**Directions**:
Rename "dry twig" as "brittle stick" in the part that opens with the line containing "Could you point out the dry twig" and closes with the line containing "<point>461,364</point>", and write out only those lines with everything else left as it is.

(Entries for pointing and labeling)

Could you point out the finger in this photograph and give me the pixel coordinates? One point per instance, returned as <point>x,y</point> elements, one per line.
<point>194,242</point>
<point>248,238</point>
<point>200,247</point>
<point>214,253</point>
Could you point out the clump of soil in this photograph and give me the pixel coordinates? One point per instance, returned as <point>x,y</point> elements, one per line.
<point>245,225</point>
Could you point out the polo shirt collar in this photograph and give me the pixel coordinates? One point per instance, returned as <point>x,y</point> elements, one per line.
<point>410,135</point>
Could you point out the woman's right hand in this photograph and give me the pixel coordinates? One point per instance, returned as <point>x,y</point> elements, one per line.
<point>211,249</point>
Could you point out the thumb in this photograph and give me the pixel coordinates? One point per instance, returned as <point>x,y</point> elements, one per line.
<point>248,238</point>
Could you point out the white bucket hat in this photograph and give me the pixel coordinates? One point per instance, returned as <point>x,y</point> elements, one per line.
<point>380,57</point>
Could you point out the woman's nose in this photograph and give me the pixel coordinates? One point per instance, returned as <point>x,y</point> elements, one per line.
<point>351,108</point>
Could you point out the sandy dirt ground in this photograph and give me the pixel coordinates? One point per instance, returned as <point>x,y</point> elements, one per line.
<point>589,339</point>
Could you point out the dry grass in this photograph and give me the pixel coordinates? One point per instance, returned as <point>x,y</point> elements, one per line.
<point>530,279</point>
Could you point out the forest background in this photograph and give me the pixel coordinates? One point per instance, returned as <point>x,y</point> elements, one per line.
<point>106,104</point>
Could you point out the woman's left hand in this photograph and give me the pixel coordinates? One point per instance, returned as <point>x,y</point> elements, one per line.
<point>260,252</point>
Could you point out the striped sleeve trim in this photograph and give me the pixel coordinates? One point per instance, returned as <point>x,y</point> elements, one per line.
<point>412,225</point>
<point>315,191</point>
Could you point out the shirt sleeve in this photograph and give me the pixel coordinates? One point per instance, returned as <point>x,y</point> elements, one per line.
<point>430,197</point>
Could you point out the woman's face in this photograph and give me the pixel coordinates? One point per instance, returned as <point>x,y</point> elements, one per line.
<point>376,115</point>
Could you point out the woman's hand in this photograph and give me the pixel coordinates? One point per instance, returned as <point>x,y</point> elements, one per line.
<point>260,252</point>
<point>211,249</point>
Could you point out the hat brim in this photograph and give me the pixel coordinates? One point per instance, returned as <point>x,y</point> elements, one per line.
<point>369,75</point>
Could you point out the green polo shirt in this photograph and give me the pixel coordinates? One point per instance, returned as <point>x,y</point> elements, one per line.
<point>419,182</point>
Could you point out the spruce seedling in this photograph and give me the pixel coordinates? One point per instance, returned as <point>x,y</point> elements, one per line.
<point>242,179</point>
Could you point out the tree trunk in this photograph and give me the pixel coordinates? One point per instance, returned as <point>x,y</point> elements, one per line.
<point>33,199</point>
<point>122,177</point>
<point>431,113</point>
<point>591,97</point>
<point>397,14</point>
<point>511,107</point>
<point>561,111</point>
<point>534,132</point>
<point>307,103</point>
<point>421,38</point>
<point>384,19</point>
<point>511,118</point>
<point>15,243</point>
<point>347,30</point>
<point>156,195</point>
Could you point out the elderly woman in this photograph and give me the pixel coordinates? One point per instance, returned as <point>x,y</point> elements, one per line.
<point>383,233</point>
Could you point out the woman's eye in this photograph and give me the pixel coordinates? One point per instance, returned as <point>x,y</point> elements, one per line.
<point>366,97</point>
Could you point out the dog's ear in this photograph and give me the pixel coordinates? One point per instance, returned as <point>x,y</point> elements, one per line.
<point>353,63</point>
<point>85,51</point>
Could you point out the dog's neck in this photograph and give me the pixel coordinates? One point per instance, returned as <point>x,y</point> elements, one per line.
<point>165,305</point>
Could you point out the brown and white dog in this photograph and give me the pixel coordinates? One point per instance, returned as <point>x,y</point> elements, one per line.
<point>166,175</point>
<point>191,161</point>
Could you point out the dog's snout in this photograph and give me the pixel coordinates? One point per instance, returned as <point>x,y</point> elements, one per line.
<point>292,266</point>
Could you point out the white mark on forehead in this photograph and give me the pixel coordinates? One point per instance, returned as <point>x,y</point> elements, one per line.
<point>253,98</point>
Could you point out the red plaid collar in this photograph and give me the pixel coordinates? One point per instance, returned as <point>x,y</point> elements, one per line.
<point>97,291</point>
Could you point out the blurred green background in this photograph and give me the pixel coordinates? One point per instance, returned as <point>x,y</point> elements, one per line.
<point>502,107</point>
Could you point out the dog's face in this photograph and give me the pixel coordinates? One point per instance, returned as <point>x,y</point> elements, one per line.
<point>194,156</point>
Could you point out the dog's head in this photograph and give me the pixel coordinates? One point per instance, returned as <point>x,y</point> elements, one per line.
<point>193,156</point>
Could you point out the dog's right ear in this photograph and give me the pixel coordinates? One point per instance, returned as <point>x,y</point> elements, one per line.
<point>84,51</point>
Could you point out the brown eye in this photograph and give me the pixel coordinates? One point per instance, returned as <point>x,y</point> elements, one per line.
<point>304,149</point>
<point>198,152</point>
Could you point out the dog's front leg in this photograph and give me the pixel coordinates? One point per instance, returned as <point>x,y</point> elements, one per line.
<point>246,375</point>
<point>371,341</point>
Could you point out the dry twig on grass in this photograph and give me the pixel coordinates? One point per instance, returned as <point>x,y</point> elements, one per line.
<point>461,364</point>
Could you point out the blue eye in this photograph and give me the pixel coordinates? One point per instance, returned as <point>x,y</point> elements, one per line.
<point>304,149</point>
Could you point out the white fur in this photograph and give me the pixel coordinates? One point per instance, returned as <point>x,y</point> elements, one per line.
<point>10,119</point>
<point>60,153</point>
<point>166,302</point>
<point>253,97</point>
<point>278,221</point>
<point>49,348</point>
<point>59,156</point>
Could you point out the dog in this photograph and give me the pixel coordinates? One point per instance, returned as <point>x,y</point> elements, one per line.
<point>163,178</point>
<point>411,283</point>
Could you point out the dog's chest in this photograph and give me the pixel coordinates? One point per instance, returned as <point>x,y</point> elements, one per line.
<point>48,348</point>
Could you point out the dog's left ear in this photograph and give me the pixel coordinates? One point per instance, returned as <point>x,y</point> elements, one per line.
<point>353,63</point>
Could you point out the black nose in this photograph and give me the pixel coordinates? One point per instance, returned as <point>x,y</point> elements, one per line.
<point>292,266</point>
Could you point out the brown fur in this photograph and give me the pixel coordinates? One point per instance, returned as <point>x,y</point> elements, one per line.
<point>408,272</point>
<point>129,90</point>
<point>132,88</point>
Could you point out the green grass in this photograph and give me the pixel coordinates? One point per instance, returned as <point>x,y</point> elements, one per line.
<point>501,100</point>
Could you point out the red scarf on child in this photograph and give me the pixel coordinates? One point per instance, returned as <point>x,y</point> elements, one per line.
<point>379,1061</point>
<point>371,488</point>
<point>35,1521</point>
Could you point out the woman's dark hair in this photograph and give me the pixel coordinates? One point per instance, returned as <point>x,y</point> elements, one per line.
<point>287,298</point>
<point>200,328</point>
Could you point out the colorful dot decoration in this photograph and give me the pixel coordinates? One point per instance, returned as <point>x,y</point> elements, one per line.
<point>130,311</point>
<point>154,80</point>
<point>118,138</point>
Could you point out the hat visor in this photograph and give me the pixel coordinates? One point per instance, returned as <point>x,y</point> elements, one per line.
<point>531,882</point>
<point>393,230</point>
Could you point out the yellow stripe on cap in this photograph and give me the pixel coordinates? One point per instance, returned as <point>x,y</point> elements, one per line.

**Answer to the exercise**:
Could you point out the brittle stick on grass in this photograph and give me the pixel coordinates? One point per instance, returned as <point>x,y</point> elements, one per line.
<point>461,364</point>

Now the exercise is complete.